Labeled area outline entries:
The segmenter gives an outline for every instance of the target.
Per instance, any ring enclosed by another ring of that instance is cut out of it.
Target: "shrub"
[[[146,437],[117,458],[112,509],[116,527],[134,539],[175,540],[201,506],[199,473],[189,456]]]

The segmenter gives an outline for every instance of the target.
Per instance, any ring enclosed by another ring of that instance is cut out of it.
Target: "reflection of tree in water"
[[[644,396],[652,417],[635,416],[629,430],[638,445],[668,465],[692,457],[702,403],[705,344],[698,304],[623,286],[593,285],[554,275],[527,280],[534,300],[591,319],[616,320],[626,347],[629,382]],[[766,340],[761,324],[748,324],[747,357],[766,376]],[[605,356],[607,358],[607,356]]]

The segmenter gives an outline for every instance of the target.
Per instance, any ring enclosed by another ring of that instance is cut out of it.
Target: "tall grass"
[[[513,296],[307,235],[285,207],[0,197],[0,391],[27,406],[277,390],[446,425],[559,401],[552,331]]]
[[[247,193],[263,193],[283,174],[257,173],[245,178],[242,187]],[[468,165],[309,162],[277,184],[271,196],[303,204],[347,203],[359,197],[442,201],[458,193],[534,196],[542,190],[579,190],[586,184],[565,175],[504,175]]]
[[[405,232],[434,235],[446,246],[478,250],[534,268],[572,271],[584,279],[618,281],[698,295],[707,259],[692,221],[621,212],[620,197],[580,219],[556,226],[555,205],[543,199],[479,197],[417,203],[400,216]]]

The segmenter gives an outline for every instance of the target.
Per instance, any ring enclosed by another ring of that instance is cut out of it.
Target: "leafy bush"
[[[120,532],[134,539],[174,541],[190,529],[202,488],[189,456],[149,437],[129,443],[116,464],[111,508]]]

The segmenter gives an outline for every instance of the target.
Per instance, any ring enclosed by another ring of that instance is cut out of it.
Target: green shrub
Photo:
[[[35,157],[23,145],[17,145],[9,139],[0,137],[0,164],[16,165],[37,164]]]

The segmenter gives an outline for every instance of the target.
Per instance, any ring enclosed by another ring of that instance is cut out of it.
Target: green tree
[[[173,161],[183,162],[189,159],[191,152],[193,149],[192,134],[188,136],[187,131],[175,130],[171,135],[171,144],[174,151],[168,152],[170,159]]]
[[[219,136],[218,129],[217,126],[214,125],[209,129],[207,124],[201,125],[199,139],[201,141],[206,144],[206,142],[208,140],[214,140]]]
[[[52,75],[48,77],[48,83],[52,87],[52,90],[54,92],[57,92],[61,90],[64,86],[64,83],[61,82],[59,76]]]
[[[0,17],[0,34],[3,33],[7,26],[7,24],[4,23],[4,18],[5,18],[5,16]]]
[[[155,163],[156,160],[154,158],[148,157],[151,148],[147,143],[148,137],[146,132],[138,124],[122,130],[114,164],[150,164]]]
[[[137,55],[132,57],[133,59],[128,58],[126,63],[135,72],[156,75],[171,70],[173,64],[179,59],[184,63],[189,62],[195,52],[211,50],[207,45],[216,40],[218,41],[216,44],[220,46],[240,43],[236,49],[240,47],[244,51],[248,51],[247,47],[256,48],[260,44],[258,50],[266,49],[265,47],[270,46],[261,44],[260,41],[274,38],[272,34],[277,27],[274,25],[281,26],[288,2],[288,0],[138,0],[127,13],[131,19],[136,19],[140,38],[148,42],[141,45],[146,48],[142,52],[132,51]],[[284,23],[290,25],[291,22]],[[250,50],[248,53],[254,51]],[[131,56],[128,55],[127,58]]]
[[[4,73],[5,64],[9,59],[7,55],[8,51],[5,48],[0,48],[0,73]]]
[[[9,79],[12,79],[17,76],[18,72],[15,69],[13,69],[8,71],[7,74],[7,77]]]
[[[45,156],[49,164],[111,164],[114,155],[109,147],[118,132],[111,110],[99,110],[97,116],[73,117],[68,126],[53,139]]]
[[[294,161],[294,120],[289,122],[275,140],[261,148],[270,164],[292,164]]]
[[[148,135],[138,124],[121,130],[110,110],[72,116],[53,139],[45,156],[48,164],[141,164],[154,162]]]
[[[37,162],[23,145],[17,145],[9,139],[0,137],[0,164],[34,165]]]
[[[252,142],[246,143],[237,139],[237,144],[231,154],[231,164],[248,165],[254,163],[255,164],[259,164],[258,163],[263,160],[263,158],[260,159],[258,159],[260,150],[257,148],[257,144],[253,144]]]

TASK TO CARRY OUT: Give all the entries again exactly; leave none out.

TASK OUTPUT:
The segmenter gives an outline for every instance of the target.
Per instance, any ring enclosed by another ring of that instance is cut out of it.
Target: "shrub"
[[[146,437],[117,458],[112,509],[116,527],[134,539],[175,540],[201,506],[199,473],[189,456]]]

The segmenter gives an outline for every instance of the target.
Per instance, any ring enclosed by another ring of that instance is cut out of it.
Target: "reflection of tree in water"
[[[644,396],[652,417],[635,416],[629,430],[638,445],[668,465],[692,457],[702,403],[705,344],[698,304],[623,286],[593,285],[554,275],[527,280],[534,300],[591,319],[616,320],[626,347],[629,382]],[[766,340],[761,324],[748,324],[747,357],[766,376]],[[605,356],[607,358],[607,356]]]

The segmenter gives an outline for every instance of the target.
Per instance, any ring enclosed by another ring of that instance is cut out of it.
Target: "tall grass"
[[[513,296],[307,235],[285,207],[0,197],[0,391],[27,406],[277,390],[446,425],[559,401],[552,331]]]
[[[247,193],[263,193],[283,174],[257,173],[245,178],[242,187]],[[468,165],[309,162],[277,184],[271,196],[303,204],[347,203],[359,197],[442,201],[458,193],[534,196],[542,190],[579,190],[586,184],[565,175],[504,175]]]
[[[405,232],[434,235],[446,246],[478,250],[534,268],[572,271],[584,279],[618,281],[698,295],[707,259],[692,221],[621,212],[620,197],[580,219],[556,226],[555,205],[543,199],[479,197],[417,203],[400,216]]]

The segmenter gives an outline for every instance of the target.
Per instance, any ring enclosed by another ring of that instance is cut out of it.
Target: "leafy bush"
[[[120,532],[134,539],[174,541],[190,529],[202,488],[189,456],[149,437],[129,443],[116,464],[111,508]]]

The segmenter gives an outline for every instance of the target.
Per instance, any ring enclosed by another ring of that instance is cut out of it.
Target: green shrub
Photo:
[[[35,157],[23,145],[17,145],[9,139],[0,137],[0,164],[16,165],[37,164]]]

The segmenter gives an outline for every instance of the target.
Per instance, any ring enclosed by another ring of that instance is cut out of it.
Target: green tree
[[[173,161],[183,162],[189,159],[191,152],[193,149],[192,134],[188,136],[187,131],[175,130],[171,135],[171,144],[174,151],[168,152],[170,159]]]
[[[219,136],[218,129],[217,126],[214,125],[209,129],[207,124],[201,125],[199,139],[201,141],[206,144],[206,142],[208,140],[214,140]]]
[[[52,75],[48,77],[48,83],[52,87],[52,90],[54,92],[57,92],[61,90],[64,86],[64,83],[61,82],[59,76]]]
[[[0,17],[0,34],[3,33],[7,26],[7,24],[4,23],[4,18],[5,18],[5,16]]]
[[[155,163],[156,160],[154,158],[148,157],[151,148],[147,143],[148,137],[146,132],[138,124],[122,130],[114,164],[150,164]]]
[[[137,55],[132,57],[133,59],[128,58],[126,63],[135,72],[156,75],[171,70],[173,64],[179,59],[184,63],[189,62],[195,52],[211,50],[207,45],[216,40],[218,41],[216,44],[220,46],[240,43],[236,49],[240,47],[244,51],[248,51],[247,47],[256,48],[260,44],[258,50],[266,49],[265,47],[270,46],[261,44],[260,41],[274,38],[272,34],[277,27],[274,25],[281,26],[288,2],[288,0],[138,0],[127,13],[131,19],[136,19],[140,38],[148,42],[141,45],[146,48],[142,52],[132,51]],[[284,23],[290,25],[291,22]],[[250,50],[248,53],[254,51]],[[131,56],[128,55],[127,58]]]
[[[4,73],[5,64],[9,59],[7,55],[8,51],[5,48],[0,48],[0,73]]]
[[[9,79],[12,79],[17,76],[18,72],[15,69],[13,69],[8,71],[7,74],[7,77]]]
[[[45,156],[49,164],[111,164],[114,155],[109,147],[118,132],[111,110],[99,110],[97,116],[73,117],[68,126],[53,139]]]
[[[294,161],[294,120],[289,122],[275,140],[261,148],[270,164],[292,164]]]
[[[148,135],[138,124],[121,130],[110,110],[72,116],[53,139],[45,156],[48,164],[141,164],[154,162]]]
[[[37,162],[23,145],[17,145],[9,139],[0,137],[0,164],[34,165]]]
[[[252,142],[246,143],[237,139],[237,144],[231,154],[231,164],[248,165],[254,163],[255,164],[259,164],[258,163],[263,160],[263,158],[260,159],[258,159],[260,150],[257,148],[257,144],[253,144]]]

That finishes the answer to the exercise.